(Text passage)
"""
[OMPI devel] CUDA support doesn't work starting from 1.9a1r27862

2013-01-24 Thread Alessandro Fanfarillo
Dear all,
I would like to report a bug for the CUDA support on the last 5 trunk
versions.
The attached code is a simply send/receive test case which correctly works
with version 1.9a1r27844.

Starting from version 1.9a1r27862 up to 1.9a1r27897 I get the following
message:

./test: symbol lookup error: /usr/local/openmpi/lib/openmpi/mca_pml_ob1.so:
undefined symbol: progress_one_cuda_htod_event
./test: symbol lookup error: /usr/local/openmpi/lib/openmpi/mca_pml_ob1.so:
undefined symbol: progress_one_cuda_htod_event
--
mpirun has exited due to process rank 0 with PID 21641 on
node ip-10-16-24-100 exiting improperly. There are three reasons this could
occur:

1. this process did not call "init" before exiting, but others in
the job did. This can cause a job to hang indefinitely while it waits
for all processes to call "init". By rule, if one process calls "init",
then ALL processes must call "init" prior to termination.
"""
(Given records)
"""
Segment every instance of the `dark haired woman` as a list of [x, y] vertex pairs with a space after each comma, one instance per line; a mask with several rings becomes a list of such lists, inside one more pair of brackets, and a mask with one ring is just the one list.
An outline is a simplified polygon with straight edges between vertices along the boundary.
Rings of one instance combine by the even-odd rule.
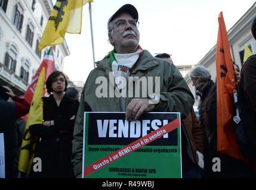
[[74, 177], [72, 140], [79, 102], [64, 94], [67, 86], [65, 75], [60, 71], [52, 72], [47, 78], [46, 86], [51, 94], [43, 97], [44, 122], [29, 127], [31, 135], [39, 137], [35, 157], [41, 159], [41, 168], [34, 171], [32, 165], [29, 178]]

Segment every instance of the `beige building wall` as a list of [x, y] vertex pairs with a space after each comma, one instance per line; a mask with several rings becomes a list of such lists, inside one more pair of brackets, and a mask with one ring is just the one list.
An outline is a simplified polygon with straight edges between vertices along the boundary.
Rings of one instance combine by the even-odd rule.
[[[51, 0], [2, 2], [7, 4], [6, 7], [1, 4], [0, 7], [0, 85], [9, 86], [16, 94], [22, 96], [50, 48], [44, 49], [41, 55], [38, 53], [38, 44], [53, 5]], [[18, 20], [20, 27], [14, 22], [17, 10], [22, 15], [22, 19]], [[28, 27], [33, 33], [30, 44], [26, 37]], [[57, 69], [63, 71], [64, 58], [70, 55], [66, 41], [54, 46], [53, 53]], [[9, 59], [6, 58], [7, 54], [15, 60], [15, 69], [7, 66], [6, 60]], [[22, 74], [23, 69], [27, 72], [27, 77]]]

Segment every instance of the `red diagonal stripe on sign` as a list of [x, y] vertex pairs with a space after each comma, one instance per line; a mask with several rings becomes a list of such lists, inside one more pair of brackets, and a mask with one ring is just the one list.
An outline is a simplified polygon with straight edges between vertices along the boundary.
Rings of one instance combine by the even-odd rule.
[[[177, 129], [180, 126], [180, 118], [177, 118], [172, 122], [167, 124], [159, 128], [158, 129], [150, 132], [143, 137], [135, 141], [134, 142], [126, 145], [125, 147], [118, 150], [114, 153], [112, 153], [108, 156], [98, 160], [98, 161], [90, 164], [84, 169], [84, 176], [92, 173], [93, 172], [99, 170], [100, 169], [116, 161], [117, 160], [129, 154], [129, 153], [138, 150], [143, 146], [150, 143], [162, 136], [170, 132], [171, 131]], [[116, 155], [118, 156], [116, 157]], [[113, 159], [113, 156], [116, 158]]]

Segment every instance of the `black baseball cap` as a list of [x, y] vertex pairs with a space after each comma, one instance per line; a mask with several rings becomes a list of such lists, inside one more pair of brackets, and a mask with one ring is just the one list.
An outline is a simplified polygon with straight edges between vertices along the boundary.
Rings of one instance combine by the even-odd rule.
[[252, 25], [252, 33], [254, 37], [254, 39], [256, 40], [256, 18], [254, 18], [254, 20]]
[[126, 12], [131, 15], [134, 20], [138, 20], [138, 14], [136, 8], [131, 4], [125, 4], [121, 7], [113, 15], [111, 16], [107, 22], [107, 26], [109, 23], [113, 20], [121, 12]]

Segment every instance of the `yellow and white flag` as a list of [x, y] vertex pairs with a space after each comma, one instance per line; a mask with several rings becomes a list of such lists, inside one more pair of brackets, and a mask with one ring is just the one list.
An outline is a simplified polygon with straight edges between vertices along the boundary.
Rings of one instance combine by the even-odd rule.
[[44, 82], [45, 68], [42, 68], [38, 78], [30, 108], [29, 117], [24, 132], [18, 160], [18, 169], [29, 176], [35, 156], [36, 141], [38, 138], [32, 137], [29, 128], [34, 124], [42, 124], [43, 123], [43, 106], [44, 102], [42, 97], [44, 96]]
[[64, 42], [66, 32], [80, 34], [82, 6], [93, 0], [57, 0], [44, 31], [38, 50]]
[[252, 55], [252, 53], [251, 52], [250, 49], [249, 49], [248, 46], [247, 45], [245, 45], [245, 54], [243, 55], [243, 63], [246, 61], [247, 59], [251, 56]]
"""
"""
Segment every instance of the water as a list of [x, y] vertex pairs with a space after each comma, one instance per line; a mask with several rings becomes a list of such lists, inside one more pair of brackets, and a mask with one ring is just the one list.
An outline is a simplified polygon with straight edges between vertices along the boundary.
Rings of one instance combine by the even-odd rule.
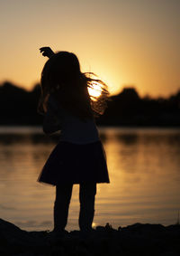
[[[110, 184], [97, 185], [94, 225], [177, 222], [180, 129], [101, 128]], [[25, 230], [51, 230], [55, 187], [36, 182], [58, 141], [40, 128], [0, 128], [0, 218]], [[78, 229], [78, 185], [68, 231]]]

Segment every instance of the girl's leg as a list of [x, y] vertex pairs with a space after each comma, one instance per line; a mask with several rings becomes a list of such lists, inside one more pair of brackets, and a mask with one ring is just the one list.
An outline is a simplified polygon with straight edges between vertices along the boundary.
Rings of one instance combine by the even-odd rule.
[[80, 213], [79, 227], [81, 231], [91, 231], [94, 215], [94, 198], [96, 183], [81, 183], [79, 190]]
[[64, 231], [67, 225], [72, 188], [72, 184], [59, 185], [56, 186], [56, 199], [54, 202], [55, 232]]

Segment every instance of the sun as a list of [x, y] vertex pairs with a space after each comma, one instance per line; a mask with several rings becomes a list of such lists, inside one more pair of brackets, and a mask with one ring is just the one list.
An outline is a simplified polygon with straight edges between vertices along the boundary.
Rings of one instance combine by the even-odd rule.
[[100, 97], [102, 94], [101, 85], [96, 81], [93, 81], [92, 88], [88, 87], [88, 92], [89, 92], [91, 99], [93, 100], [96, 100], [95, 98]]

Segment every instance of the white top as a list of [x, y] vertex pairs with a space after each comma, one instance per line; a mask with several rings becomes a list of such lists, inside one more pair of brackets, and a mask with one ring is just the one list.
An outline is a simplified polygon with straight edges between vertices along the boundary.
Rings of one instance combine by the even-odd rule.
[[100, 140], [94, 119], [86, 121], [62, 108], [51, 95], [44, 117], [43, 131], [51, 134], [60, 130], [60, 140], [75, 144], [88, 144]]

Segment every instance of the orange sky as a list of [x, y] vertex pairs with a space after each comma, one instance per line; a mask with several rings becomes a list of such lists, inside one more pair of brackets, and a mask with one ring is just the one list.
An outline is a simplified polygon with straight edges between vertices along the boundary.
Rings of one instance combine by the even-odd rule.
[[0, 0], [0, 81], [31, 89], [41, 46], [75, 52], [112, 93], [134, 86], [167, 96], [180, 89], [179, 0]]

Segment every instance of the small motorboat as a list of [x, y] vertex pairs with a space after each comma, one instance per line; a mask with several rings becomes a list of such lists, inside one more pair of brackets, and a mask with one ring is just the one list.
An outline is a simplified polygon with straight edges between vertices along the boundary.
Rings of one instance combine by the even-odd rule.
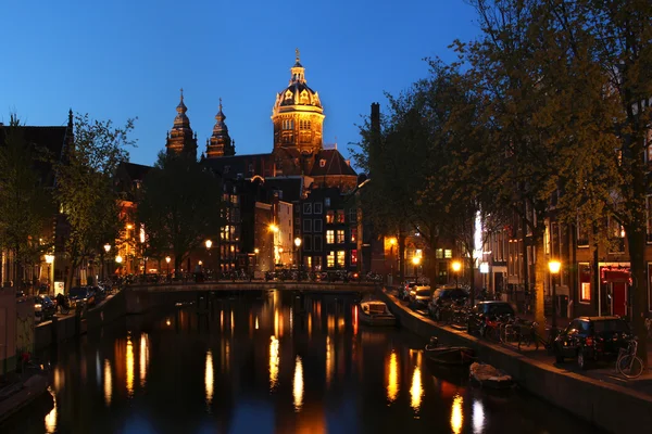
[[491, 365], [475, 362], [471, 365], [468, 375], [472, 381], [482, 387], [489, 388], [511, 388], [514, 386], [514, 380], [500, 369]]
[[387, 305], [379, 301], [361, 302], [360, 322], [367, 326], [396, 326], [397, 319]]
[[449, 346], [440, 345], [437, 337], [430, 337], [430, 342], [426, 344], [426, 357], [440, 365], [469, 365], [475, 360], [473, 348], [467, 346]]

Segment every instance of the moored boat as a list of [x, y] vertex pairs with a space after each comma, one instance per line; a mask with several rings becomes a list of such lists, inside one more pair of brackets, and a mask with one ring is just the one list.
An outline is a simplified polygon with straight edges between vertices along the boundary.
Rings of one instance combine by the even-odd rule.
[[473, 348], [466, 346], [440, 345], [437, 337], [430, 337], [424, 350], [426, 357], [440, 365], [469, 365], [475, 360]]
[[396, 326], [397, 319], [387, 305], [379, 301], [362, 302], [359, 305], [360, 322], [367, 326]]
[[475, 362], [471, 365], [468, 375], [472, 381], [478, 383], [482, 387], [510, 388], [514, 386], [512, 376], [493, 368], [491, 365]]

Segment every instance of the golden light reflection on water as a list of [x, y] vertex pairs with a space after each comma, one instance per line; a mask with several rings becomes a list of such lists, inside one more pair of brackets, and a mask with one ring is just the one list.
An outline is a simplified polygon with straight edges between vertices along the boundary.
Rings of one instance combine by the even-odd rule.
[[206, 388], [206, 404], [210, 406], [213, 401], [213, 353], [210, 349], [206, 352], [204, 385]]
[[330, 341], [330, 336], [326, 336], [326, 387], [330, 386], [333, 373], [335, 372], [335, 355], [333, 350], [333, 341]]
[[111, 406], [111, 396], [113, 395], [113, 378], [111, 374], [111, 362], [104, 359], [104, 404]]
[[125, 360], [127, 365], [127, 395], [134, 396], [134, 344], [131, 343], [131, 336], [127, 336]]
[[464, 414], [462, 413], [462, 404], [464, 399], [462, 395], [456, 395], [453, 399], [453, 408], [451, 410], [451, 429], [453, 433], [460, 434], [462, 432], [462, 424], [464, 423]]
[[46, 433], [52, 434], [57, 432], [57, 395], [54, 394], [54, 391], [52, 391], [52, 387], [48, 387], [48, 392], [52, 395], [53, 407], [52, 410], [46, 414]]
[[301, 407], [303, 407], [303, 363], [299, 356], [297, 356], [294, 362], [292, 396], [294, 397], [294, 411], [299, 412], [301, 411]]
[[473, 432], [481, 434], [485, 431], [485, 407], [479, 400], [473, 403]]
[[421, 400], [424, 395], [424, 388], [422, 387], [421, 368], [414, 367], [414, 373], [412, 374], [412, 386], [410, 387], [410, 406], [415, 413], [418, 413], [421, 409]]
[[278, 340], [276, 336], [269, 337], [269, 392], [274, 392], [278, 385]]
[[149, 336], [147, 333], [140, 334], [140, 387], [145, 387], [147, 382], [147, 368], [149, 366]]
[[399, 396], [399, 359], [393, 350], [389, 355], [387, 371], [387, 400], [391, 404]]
"""
(Exercise tasks)
#1 According to the CUDA bug report, with which trunk version does the attached send/receive test case work correctly?
#2 Extend the CUDA bug report from where it stops.
The rows are from a different source than the CUDA bug report.

(Final answers)
#1 1.9a1r27844

#2
2. this process called "init", but exited without calling "finalize".
By rule, all processes that call "init" MUST call "finalize" prior to
exiting or it will be considered an "abnormal termination"

3. this process called "MPI_Abort" or "orte_abort" and the mca parameter
orte_create_session_dirs is set to false. In this case, the run-time cannot
detect that the abort call was an abnormal termination. Hence, the only
error message you will receive is this one.

This may have caused other processes in the application to be
terminated by signals sent by mpirun (as reported here).

You can avoid this message by specifying -quiet on the mpirun command line.

-

I'm using gcc-4.7.2 and CUDA 4.2. The test fails also with CUDA 4.1.

Thanks in advance.

Best regards.

Alessandro Fanfarillo


test.tar.bz2
Description: BZip2 compressed data


Re: [OMPI devel] CUDA support doesn't work starting from 1.9a1r27862

2013-01-24 Thread Rolf vandeVaart
Thanks for this report.  I will look into this.  Can you tell me what your 
mpirun command looked like and do you know what transport you are running over?
Specifically, is this on a single node or multiple nodes?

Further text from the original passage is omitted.